▶ **Problem description**:
Each entry should be set down exactly as written, except for any picture it holds.

___ Dataset entries

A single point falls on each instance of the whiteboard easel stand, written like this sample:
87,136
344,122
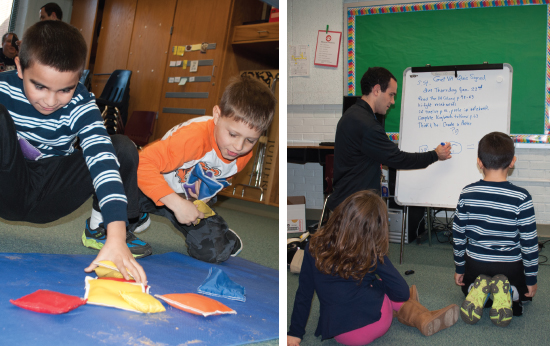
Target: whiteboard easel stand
403,226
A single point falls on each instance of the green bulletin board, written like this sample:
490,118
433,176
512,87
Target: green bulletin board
413,36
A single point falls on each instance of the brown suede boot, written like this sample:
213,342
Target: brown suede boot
413,296
413,314
414,293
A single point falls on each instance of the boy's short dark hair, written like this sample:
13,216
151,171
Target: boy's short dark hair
55,44
248,100
496,150
53,7
376,75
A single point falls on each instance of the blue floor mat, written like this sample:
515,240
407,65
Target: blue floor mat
256,320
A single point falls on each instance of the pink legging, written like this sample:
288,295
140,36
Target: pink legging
370,332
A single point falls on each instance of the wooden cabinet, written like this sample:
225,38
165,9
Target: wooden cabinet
140,35
256,33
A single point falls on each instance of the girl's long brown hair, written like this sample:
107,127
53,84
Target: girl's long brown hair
354,239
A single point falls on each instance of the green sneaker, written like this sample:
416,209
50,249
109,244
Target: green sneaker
501,312
472,307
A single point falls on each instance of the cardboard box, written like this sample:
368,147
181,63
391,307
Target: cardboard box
296,214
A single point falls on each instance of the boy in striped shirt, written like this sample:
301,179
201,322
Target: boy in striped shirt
495,238
43,177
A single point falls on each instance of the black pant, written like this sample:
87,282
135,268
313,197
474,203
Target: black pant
209,241
512,270
48,189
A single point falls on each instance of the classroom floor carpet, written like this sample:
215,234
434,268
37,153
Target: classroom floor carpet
256,225
434,270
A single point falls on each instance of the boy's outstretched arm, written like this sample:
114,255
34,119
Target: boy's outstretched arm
116,250
185,211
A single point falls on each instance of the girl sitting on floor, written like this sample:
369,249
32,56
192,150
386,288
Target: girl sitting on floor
341,263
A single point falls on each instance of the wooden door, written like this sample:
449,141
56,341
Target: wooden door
83,18
195,22
114,41
149,52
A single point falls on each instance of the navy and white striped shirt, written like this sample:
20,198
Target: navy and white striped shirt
56,134
495,222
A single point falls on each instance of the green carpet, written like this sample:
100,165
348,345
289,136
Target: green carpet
434,270
256,225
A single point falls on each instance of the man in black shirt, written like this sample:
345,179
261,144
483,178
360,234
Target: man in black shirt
7,53
361,145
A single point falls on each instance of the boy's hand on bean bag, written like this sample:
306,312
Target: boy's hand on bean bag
116,251
185,211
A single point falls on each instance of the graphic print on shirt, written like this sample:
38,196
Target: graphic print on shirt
209,182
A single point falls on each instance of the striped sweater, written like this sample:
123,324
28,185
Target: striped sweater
56,134
495,222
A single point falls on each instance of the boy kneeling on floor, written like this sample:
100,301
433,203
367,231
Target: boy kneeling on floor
495,238
196,159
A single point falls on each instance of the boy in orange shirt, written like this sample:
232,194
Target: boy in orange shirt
196,159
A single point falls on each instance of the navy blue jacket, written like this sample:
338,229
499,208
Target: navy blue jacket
346,305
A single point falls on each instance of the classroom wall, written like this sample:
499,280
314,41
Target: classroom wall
313,118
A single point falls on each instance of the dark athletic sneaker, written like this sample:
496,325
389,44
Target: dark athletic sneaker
143,222
95,239
238,243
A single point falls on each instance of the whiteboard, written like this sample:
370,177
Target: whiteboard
457,106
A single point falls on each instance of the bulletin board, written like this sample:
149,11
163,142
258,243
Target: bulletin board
458,33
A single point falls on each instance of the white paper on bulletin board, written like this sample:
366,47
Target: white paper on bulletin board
298,60
327,50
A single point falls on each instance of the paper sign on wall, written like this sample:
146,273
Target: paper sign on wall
327,50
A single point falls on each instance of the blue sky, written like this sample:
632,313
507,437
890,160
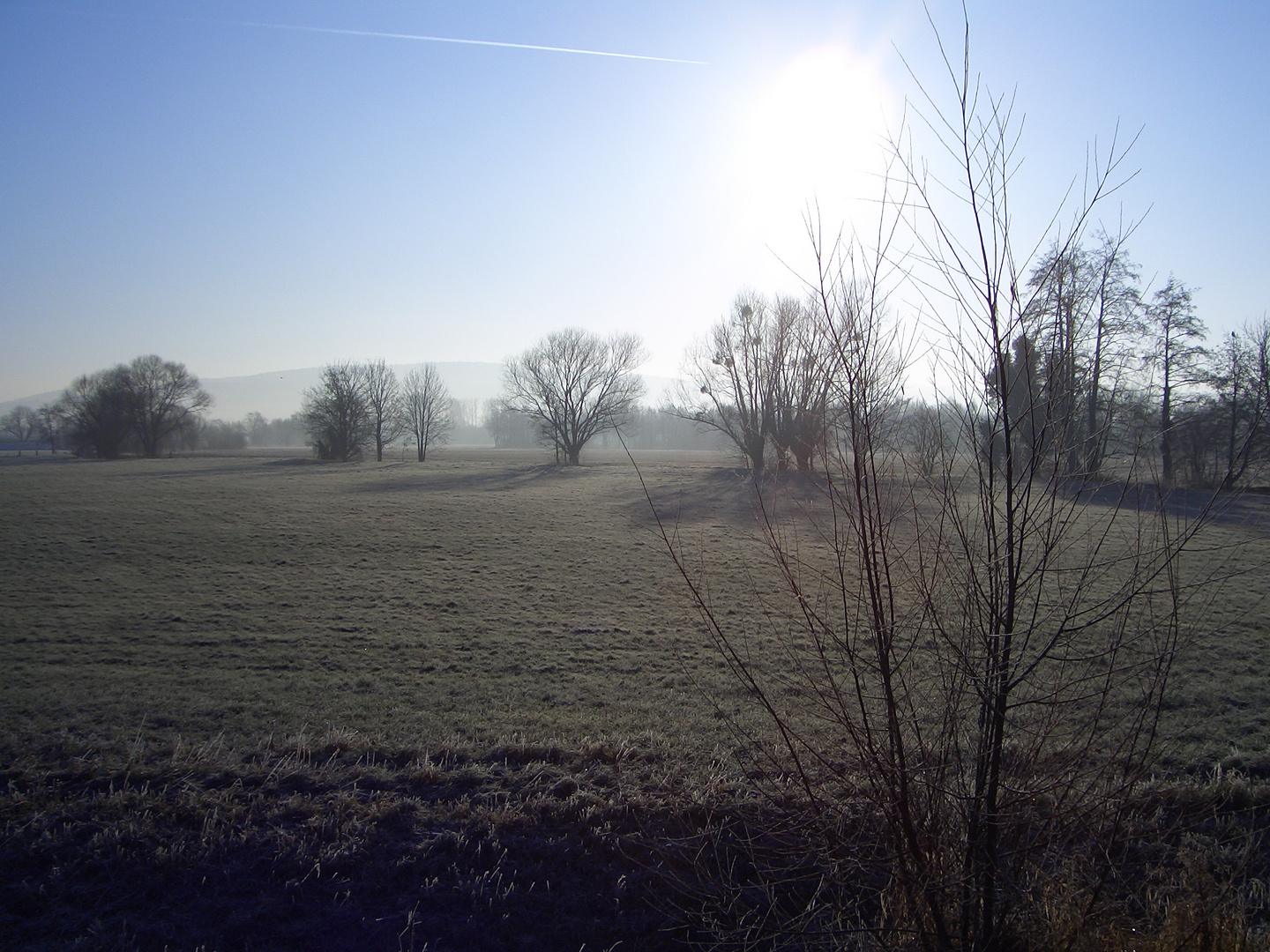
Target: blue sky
247,198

______

▶ **Completed exercise**:
A single point falls on each instance of the whiteboard easel stand, written like this sample:
87,136
344,122
Target: whiteboard easel stand
403,226
A single point falls on each instance of the green bulletin board, written like this sample:
490,118
433,176
512,87
Target: green bulletin board
413,36
A single point falls on each instance of the brown suede boot, written like this sample:
213,342
Target: brown suede boot
413,296
413,314
414,293
A single point falls on each instance of the boy's short dark hair, written like this sample:
13,216
151,171
Target: boy's short dark hair
55,44
248,100
496,150
53,7
376,75
A single point falls on each instance of the blue floor mat, written like this sample:
515,240
407,65
Target: blue floor mat
256,320
A single point falls on each instance of the pink legging, written like this sample:
288,295
140,36
Target: pink legging
370,332
A single point falls on each instance of the wooden cabinet, written like this sample:
225,38
165,9
Target: wooden cabinet
140,35
256,33
A single point falls on each instance of the girl's long brown hair, written like this sample:
107,127
53,84
Target: girl's long brown hair
354,239
A single point falls on each instance of the green sneaker, written like this sample:
416,209
50,249
109,244
Target: green sneaker
501,312
472,307
A single point falls on each instance of the cardboard box, written like this sample:
368,147
181,63
391,307
Target: cardboard box
296,214
A single point falls on each instance of the boy in striped shirt, written like this sample:
301,179
201,322
Target: boy in striped shirt
495,238
43,177
A single point falls on each instance of the black pant, written like this sample:
87,282
135,268
313,197
474,203
Target: black pant
209,241
512,270
48,189
A single point falls on each instance of the classroom floor carpet, written like this sample:
215,234
434,268
37,153
Target: classroom floor carpet
256,225
434,270
A single point falls on each instance of the boy's outstretched arm, written like this sample:
114,255
34,119
Target: boy's outstretched arm
116,250
185,211
A single point falls on each instance of the girl sitting on floor, written like this sample:
369,249
32,56
192,150
386,288
Target: girl sitting on floor
341,263
A single point falls on each instance of the wooden door, written like this sample:
449,141
56,341
Target: wooden door
83,18
195,22
114,41
149,52
A single point falls on each instance of the navy and white striped shirt, written like this sample:
20,198
Target: navy and white striped shirt
56,134
495,222
A single point falls on each instance of the green carpet, written like this sample:
100,165
348,345
289,136
Target: green carpet
434,270
256,225
A single point falls on each instance of the man in black shirt, written like this sample:
345,179
261,144
483,178
360,234
Target: man in black shirt
7,53
361,145
A single point falls on each instance of the boy's hand on bean bag, written like this sample:
306,312
Target: boy's hand on bean bag
116,251
185,211
A single point falls on each instance of the graphic print on shirt, written like this sample:
38,196
Target: graphic print on shirt
209,182
A single point falls on each instance of the striped sweater, written like this sample:
123,324
28,185
Target: striped sweater
56,134
495,222
A single point falls on each instance of the boy kneeling on floor, written like this sample:
100,301
433,203
367,231
Target: boy kneeling on floor
495,238
196,159
A single point falls on each instance of the boy in orange shirt, written like this sample:
232,194
Target: boy in orange shirt
196,159
A single point falls on each instance of the navy blue jacket, written like this sample:
338,229
499,208
Target: navy blue jacket
346,305
A single point falls on each instance of the classroom wall, written like this sample:
499,280
314,41
Target: classroom wall
313,118
A single point falls on each instance of the dark athletic sneaker, written like this sample:
496,325
389,44
Target: dark athletic sneaker
143,222
95,239
238,243
A single point falls on each instance of the whiteboard, written like this sample:
370,177
Target: whiteboard
457,106
A single point falls on each instance of the bulletin board, written like this sample:
149,11
163,142
258,243
Target: bulletin board
458,33
A single point falls on each instance of the white paper on bulletin board, written like this sample:
366,47
Target: white paper on bulletin board
298,60
327,50
A single point falls on each instance of the paper sign on wall, written like this sample:
146,273
Target: paper sign on wall
327,50
A single point falls on each instance of the blue sky, written like this sample:
632,313
507,437
890,160
Target: blue sky
247,198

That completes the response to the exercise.